### About this task
Tally up the lines below that include the word "trailing". Answer with the number alone.

### Extracted records
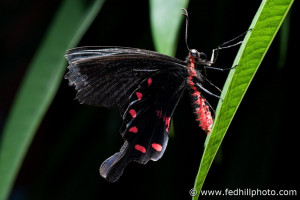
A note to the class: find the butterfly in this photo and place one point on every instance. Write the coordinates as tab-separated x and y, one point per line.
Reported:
146	87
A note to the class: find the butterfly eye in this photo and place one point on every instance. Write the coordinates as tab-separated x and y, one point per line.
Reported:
203	55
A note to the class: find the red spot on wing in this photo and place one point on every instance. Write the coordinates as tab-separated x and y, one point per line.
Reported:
132	113
149	81
167	121
133	129
156	146
140	148
139	95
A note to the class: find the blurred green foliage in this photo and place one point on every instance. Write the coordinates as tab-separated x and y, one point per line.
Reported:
72	140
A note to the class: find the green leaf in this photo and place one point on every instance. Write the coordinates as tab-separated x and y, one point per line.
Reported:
165	21
40	85
265	25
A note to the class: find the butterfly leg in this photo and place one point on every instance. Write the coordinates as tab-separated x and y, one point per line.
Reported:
220	69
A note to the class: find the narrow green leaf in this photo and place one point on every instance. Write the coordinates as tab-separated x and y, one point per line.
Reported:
264	27
165	22
40	85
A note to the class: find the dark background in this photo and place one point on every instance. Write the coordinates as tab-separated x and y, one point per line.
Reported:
259	150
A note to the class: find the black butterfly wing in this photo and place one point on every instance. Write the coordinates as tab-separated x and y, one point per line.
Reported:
147	122
106	76
144	85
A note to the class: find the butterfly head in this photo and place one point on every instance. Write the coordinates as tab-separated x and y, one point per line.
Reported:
197	57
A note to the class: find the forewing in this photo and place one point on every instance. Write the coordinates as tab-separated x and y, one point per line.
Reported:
147	121
107	76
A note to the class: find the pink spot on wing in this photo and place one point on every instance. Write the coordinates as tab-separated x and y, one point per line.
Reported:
133	129
159	113
139	95
132	113
156	146
140	148
149	81
167	121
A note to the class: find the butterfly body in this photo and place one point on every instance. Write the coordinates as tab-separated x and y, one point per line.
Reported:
146	87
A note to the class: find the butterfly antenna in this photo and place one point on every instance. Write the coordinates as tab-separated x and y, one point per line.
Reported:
186	26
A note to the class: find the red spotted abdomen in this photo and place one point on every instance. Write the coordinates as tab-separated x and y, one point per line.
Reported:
200	107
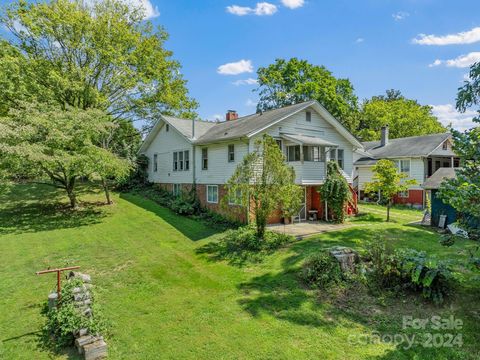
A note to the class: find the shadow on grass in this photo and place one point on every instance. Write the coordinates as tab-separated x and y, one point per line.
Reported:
34	217
192	229
282	295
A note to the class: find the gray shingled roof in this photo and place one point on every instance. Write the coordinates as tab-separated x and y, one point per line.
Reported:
184	126
409	146
434	181
414	146
249	124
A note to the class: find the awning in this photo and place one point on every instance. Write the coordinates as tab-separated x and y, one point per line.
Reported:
308	140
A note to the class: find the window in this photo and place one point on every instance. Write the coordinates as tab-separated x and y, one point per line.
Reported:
340	157
181	160
308	116
186	159
212	194
293	153
175	161
231	153
177	189
313	153
237	199
403	166
279	143
204	159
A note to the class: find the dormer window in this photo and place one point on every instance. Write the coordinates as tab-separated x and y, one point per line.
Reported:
308	116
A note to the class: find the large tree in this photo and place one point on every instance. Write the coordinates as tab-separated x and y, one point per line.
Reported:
90	54
405	117
463	193
263	183
288	82
59	144
388	181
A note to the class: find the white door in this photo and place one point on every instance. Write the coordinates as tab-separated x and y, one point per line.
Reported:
303	209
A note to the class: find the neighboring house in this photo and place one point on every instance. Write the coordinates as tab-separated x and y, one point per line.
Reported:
432	184
184	153
417	156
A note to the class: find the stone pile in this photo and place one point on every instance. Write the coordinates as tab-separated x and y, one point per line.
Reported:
92	346
346	257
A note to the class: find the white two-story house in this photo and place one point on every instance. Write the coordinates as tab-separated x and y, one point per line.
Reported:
184	153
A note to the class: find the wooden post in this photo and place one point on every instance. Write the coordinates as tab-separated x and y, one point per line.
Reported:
59	280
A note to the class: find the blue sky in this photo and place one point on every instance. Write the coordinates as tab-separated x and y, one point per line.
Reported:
371	42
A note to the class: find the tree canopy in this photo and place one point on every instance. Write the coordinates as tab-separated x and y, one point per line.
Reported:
90	54
61	144
388	181
263	183
463	193
405	117
288	82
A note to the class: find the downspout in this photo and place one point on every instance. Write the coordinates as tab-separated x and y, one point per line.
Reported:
248	193
194	161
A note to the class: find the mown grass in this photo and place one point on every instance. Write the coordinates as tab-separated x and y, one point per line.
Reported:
166	301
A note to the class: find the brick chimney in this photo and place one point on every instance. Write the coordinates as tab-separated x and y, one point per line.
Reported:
384	137
231	115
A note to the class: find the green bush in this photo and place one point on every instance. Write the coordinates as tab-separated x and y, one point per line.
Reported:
384	264
61	322
428	275
322	270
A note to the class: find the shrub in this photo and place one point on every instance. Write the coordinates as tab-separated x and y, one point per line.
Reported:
321	270
384	264
428	275
63	321
245	239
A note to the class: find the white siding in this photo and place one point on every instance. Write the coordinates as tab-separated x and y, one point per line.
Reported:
219	169
311	172
164	144
417	172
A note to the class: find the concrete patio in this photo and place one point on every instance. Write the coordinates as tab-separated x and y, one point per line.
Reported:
306	228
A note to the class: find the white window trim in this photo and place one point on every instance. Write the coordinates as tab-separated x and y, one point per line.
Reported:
179	189
228	153
212	186
238	203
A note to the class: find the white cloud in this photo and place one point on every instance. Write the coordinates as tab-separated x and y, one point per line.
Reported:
447	114
293	4
249	81
398	16
466	37
235	68
261	9
462	61
239	10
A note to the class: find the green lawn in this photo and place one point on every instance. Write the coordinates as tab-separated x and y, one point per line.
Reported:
165	299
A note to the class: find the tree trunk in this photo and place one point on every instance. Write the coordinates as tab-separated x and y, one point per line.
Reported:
107	191
69	187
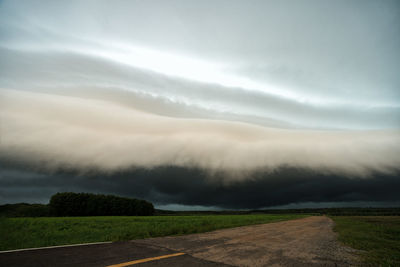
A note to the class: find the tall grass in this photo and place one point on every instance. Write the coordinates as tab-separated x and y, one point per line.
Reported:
49	231
378	238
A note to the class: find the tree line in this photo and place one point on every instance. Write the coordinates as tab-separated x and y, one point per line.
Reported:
80	204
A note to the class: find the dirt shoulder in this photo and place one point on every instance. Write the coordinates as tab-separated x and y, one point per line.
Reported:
303	242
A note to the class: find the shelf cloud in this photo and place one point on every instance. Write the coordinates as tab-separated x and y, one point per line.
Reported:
232	93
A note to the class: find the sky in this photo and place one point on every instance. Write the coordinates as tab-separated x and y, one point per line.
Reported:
201	104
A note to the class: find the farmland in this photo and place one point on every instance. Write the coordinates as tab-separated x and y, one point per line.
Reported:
50	231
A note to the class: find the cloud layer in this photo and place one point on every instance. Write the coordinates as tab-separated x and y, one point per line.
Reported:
234	98
82	133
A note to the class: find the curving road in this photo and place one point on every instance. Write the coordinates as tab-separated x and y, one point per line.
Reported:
303	242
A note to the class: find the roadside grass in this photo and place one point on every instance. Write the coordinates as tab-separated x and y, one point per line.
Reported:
378	237
30	232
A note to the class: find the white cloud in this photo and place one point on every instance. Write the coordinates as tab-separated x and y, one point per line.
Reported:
53	132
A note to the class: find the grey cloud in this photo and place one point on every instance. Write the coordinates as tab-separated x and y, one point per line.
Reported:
168	185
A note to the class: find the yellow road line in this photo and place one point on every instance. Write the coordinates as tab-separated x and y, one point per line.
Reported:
146	260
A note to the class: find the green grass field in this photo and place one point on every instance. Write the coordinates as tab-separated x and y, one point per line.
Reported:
378	238
49	231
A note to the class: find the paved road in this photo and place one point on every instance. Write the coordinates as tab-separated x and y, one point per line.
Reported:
303	242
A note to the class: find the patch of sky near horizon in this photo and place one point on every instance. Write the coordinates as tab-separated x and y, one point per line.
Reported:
309	64
300	205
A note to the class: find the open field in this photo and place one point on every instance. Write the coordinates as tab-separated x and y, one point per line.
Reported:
378	237
18	233
303	242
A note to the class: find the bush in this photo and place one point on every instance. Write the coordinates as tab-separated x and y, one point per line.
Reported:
84	204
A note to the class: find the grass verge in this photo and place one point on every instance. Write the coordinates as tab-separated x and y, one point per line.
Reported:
378	237
18	233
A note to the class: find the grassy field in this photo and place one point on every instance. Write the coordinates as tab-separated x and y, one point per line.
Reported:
49	231
378	237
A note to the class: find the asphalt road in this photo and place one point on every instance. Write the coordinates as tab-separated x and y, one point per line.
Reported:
100	255
302	242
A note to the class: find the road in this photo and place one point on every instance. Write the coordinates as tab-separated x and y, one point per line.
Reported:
302	242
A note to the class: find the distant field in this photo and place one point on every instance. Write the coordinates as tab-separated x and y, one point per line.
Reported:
49	231
378	237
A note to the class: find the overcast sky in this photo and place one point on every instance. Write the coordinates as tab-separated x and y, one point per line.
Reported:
223	97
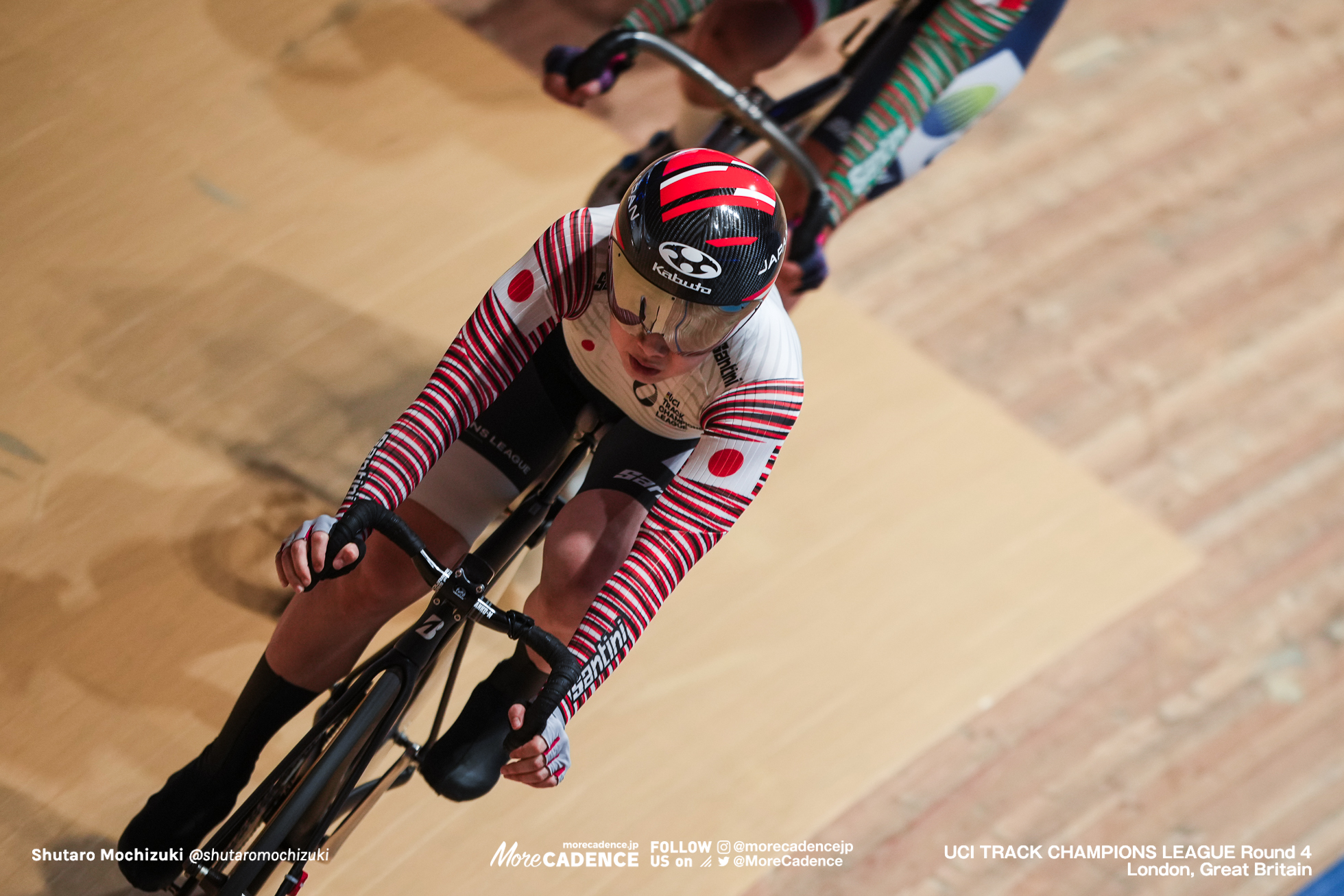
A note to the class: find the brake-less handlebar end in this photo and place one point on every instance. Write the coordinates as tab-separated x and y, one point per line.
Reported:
565	672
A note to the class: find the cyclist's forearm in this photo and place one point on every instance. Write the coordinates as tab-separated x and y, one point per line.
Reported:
956	36
662	16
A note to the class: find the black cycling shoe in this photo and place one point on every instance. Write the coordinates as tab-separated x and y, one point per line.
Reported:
466	762
176	819
616	182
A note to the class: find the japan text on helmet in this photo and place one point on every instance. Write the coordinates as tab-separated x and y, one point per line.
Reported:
698	242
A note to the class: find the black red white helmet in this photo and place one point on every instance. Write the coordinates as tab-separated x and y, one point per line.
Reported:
698	242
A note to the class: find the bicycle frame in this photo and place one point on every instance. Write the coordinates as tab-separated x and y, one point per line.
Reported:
754	112
459	602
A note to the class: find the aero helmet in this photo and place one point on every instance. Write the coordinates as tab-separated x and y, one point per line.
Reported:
698	242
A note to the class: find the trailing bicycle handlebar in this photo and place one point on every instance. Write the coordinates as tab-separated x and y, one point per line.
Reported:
590	65
464	592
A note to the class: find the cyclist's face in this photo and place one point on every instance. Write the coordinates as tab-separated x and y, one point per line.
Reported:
648	358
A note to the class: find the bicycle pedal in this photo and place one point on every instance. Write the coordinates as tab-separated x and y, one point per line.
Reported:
293	891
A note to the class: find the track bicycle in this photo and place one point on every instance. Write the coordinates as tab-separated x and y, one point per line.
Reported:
752	116
315	797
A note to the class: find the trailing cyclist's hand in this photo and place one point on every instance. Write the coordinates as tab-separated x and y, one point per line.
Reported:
542	761
304	553
557	66
799	277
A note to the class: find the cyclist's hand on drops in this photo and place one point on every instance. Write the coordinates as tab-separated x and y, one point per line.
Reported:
555	81
542	761
558	86
304	553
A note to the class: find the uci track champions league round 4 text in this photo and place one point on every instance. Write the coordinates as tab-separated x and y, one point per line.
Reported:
1168	860
1140	860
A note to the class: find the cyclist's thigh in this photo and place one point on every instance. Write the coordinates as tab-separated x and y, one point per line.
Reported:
592	536
502	453
739	38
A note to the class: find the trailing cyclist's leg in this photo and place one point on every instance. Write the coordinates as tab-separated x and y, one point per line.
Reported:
736	38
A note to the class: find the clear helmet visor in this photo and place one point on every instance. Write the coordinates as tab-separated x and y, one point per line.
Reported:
688	328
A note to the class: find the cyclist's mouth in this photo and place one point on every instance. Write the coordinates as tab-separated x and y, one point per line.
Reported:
638	368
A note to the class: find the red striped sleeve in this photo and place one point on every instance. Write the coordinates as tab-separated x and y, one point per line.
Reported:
684	523
551	281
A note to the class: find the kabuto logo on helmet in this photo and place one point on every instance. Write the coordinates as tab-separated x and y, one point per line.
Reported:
695	199
690	261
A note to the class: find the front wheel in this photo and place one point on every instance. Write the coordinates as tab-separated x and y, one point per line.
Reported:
313	785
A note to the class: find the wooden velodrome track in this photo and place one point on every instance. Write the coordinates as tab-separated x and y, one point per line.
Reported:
235	238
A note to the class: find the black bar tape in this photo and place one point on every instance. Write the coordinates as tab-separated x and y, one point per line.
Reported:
565	672
590	64
366	516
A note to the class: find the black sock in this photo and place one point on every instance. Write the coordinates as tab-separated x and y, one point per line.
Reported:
267	703
516	677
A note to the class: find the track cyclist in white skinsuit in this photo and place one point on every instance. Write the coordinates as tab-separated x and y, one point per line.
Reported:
659	312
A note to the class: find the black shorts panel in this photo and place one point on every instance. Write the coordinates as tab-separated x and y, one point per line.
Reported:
523	431
636	463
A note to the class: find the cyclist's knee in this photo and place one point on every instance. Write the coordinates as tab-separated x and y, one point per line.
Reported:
739	38
585	546
386	579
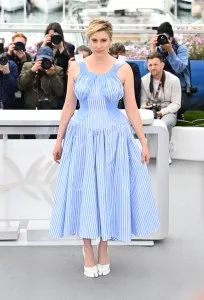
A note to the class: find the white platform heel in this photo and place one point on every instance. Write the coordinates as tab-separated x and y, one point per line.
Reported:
103	269
91	272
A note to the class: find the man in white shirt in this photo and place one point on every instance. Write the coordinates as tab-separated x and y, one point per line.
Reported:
161	91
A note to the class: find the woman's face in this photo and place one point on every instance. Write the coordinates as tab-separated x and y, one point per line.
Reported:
100	43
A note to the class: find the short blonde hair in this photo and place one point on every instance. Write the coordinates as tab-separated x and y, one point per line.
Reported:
99	25
19	34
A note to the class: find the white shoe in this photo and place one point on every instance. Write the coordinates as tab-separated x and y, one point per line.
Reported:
103	269
91	272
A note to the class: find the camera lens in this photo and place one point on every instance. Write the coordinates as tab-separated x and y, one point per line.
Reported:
19	46
3	60
46	64
56	38
162	39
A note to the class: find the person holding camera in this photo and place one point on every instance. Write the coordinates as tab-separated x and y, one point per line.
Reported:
42	81
8	79
161	92
17	50
17	53
176	60
63	51
118	51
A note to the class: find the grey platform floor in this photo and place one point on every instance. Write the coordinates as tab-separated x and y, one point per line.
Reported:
171	270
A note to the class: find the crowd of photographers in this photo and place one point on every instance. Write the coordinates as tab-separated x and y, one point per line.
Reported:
41	84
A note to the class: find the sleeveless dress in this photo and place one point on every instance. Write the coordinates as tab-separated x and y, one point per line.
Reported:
103	188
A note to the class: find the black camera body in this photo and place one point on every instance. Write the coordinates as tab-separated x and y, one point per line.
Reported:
19	46
3	57
56	38
162	39
44	103
155	108
46	63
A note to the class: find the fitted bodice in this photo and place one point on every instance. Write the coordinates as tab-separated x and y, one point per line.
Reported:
98	95
98	91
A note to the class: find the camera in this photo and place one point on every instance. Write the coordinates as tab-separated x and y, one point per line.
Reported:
46	63
56	38
19	46
162	39
3	57
44	102
190	90
155	108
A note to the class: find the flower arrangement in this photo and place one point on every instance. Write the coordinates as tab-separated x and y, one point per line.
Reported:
195	44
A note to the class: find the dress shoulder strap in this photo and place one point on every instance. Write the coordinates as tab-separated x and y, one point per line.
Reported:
118	64
80	61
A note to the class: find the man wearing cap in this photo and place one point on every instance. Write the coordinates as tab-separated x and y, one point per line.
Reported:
42	81
175	57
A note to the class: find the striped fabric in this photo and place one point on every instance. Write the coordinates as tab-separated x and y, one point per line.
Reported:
103	189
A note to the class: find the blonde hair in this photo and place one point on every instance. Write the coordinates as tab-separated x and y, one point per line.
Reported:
99	25
19	34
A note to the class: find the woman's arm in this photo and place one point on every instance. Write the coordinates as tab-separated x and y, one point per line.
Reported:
70	102
126	76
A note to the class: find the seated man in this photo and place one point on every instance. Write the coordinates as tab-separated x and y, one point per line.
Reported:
161	92
118	50
42	81
176	60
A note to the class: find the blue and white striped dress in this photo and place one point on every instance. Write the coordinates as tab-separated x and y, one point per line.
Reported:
103	189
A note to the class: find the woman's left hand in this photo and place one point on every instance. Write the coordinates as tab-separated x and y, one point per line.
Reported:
145	154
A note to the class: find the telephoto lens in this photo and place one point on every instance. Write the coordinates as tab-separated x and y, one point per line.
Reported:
19	46
56	38
46	63
162	39
3	57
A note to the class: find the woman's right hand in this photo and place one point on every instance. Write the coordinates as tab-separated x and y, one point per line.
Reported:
11	48
37	65
57	152
47	39
154	42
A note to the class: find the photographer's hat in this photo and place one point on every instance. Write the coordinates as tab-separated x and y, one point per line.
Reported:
45	52
165	28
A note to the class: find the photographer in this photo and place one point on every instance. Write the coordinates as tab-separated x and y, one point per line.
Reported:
161	92
63	51
176	59
17	50
17	53
8	79
117	50
42	81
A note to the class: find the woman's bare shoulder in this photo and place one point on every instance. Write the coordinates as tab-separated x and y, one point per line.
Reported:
124	71
74	69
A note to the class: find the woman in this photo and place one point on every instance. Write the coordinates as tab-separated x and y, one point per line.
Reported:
103	188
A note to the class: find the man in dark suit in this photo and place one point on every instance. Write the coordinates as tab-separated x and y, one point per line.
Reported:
118	50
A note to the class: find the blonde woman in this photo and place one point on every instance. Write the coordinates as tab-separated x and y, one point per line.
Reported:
103	189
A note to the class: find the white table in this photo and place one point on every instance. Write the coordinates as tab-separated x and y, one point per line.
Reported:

### Reply
3